--- Start of Passage ---

For more than 8 years, the climate scientist Michael Mann harassed National Review through litigation. This week, a court ordered Mann to pay us $530,820.21 worth of attorney’s fees & costs. Mann is known for creating the hockey stick temperature graph.

nationalreview.com

Pay Up, Mr. Mann

Michael E. Mann outside of the H. Carl Moultrie Courthouse in Washington, D.C., February 5, 2024
(Pete Kiehart for The Washington Post via Getty Images)

By THE EDITORS

January 10, 2025 6:30 AM

For more than eight years, the climate scientist Michael Mann harassed National Review through litigation over a blog post — until, eventually, the First Amendment brought an end to his attack. This week, a court in our nation’s capital ordered Mann to pay us $530,820.21 worth of attorney’s fees and costs, and to do so within 30 days. It is time for him to get out his checkbook, and sign on the dotted line.

This restitution is welcome, if incomplete. As was made clear during the discovery process, Mann’s explicitly stated intention was to use a “major lawsuit” as a vehicle with which to “ruin National Review.” Happily, Mann failed in this endeavor. But, while all’s well that ends well, his failure exacted costs nevertheless. Between 2012 and 2019 — with the courts inexplicably refusing to apply legal provisions ostensibly designed to prevent frivolous lawsuits such as Mann’s — we were forced to spend a considerable amount of time and money defending ourselves against his malicious, meritless suit. Between 2019 and now, we have been obliged to expend yet more effort trying to recoup at least some of our costs. This week’s award will not undo all of the damage that Mann has inflicted upon us, and upon journalism more broadly — we had asked for $1 million in fees and costs, and even that was a fraction of what we have spent — but it will, at least, go some way toward making us whole.

The details of Mann’s conduct here remain shocking — especially in a nation such as the United States, which was built atop the foundations of free expression. All those years, all those words, all of that litigation, over . . . a couple of blog posts that criticized Mann for an argument that he had offered up during a quotidian political dispute. Science — to which Mann is supposed to be devoted — inevitably involves disagreement. And yet, Mann proved incapable of handling dissent. Instead of engaging in debate, he sued us — for defamation and for the infliction of emotional distress. This, suffice it to say, is not how debate in America should work.

--- End of Passage ---

= Problems and tasks =
**a)** Answer these questions about the editorial:
(i) According to the court's order, within how many days must Mann pay the fees and costs?
(ii) What total in fees and costs had National Review requested?
(iii) On what two grounds did Mann sue National Review?
**b)** Reproduce the stretch of the editorial from "Pay Up, Mr." through "the dotted line.", word for word.
The entries have no connection to the editorial.

--- Start of Extracted information ---

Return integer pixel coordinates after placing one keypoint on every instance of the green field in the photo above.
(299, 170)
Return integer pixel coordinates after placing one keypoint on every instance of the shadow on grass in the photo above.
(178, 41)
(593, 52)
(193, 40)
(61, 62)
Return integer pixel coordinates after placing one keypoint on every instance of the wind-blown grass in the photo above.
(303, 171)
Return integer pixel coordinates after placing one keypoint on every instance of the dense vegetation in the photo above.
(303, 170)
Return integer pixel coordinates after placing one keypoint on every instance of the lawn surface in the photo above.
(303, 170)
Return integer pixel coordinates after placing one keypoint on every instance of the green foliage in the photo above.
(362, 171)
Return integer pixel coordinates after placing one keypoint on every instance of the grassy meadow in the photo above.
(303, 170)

--- End of Extracted information ---

= Task answers =
**a)**
(i) Within 30 days.
(ii) $1 million.
(iii) Defamation and the infliction of emotional distress.

**b)**
Pay Up, Mr. Mann

Michael E. Mann outside of the H. Carl Moultrie Courthouse in Washington, D.C., February 5, 2024
(Pete Kiehart for The Washington Post via Getty Images)

By THE EDITORS

January 10, 2025 6:30 AM

For more than eight years, the climate scientist Michael Mann harassed National Review through litigation over a blog post — until, eventually, the First Amendment brought an end to his attack. This week, a court in our nation’s capital ordered Mann to pay us $530,820.21 worth of attorney’s fees and costs, and to do so within 30 days. It is time for him to get out his checkbook, and sign on the dotted line.